● EXERCISE TASK
Give the rows from the start through the line containing "left=429, top=144, right=480, bottom=200" as a two-column CSV with the header instruction,box. Write one CSV line per row, with its text and its answer each in a single quoted field, line breaks turned into spaces, and the pictures left out.

● Image rows on named regions
━━━━━━━━━━━━━━━━
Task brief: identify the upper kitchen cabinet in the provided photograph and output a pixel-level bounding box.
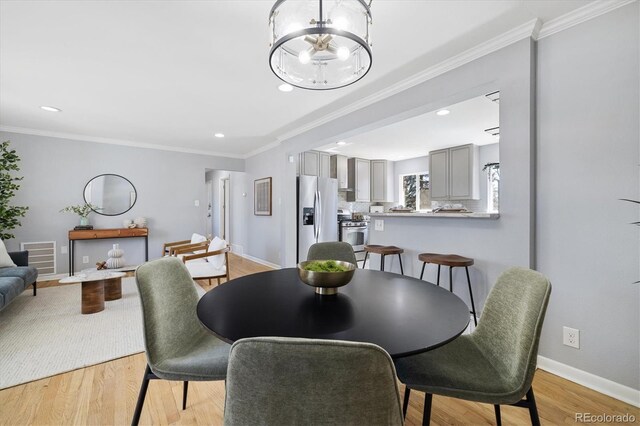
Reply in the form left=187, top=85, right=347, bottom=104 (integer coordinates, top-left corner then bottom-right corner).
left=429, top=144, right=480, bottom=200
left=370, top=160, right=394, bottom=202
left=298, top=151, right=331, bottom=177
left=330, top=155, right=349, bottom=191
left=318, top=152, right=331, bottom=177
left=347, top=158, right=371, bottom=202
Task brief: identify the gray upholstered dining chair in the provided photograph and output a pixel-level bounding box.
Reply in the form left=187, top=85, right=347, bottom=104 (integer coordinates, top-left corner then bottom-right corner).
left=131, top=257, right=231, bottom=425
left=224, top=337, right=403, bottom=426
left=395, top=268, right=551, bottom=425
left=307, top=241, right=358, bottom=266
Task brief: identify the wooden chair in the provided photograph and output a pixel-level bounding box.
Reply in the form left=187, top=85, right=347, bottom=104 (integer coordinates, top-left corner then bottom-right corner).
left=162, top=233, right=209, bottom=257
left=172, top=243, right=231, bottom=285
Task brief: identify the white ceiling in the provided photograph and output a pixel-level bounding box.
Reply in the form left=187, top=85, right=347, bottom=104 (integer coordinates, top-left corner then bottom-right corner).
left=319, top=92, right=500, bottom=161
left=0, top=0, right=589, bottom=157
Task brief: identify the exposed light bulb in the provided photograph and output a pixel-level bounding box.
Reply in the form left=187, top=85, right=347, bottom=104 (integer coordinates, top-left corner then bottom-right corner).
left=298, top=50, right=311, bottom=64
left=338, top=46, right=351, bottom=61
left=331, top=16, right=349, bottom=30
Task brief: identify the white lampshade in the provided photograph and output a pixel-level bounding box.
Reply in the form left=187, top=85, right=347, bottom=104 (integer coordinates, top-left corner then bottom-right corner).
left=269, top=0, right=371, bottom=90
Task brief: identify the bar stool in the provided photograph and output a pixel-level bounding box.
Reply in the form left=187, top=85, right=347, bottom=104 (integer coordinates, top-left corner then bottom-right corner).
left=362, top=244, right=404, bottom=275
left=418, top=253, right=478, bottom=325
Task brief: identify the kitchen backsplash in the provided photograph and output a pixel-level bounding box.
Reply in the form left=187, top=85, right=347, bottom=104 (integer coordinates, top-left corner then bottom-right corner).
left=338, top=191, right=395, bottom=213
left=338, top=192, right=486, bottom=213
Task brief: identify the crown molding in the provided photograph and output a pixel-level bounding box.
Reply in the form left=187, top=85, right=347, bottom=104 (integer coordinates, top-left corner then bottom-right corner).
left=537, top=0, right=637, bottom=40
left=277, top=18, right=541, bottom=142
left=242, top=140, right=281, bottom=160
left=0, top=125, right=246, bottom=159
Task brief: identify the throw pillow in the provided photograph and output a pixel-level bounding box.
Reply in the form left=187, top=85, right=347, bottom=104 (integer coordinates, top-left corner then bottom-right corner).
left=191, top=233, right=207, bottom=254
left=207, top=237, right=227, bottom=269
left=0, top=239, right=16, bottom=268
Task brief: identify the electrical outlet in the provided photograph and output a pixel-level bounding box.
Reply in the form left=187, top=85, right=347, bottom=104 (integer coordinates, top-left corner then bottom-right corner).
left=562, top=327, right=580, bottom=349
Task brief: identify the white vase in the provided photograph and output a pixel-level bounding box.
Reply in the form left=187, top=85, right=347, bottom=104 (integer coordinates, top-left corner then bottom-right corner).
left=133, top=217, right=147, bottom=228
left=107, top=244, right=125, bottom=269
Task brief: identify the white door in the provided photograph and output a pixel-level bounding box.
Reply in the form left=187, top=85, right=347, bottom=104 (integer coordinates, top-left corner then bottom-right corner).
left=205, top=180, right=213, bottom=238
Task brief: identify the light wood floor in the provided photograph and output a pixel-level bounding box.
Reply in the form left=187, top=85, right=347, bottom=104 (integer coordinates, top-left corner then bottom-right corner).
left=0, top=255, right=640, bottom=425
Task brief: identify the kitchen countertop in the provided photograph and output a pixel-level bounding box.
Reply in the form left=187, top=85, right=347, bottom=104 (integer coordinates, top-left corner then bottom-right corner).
━━━━━━━━━━━━━━━━
● OUTPUT FOR THIS EXERCISE
instruction,box
"Task brief: identify the upper kitchen cabinet in the provided photograph and output a pixel-level bounding box. Reply in the form left=187, top=85, right=347, bottom=104 (integer coordinates, top-left corner then bottom-right corner).","left=429, top=144, right=480, bottom=200"